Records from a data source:
————

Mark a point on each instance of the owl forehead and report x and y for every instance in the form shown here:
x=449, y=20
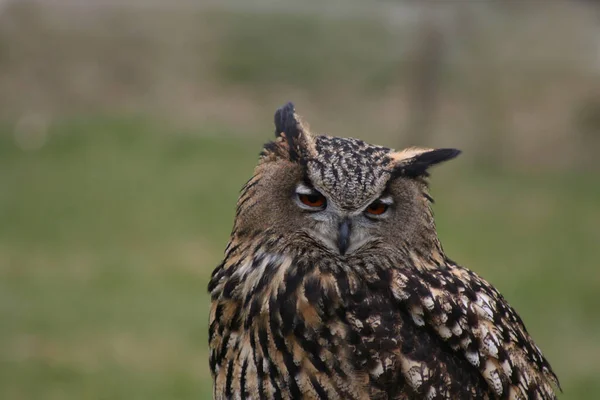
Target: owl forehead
x=348, y=170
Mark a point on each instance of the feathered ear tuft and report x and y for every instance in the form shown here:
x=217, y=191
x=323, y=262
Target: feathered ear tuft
x=414, y=162
x=297, y=136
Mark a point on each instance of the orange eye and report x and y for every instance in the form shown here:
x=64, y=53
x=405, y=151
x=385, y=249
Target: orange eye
x=315, y=200
x=377, y=208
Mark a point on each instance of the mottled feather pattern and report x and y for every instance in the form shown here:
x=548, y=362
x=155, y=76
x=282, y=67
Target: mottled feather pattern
x=294, y=317
x=374, y=328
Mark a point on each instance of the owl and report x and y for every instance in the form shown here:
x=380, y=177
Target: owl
x=334, y=285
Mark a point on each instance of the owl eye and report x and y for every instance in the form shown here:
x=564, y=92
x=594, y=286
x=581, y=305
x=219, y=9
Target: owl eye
x=313, y=200
x=377, y=208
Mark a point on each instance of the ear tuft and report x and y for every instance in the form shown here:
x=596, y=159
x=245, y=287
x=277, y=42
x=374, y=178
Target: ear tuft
x=415, y=162
x=288, y=124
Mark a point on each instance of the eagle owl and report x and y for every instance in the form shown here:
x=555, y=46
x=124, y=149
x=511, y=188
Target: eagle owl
x=335, y=285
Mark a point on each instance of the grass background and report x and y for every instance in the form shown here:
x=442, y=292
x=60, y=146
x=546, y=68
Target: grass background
x=125, y=137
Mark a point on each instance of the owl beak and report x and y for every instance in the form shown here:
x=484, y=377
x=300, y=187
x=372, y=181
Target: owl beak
x=344, y=235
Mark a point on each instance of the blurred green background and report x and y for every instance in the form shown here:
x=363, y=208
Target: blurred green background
x=127, y=130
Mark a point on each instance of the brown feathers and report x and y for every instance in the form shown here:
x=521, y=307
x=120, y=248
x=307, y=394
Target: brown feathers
x=389, y=316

————

■ **Exercise**: Starting at the line containing "Mark a point on each instance of the blurred" and ending at the line containing "x=127, y=130", write those lines out again, keeping the request text and its sample coordinates unchanged. Multiply each answer coordinate by 1.85 and round it to a whole number, with halves rounded up.

■ **Answer below**:
Mark a point on each instance of the blurred green background and report x and y for every instance in the form shown here:
x=363, y=208
Target: blurred green background
x=235, y=241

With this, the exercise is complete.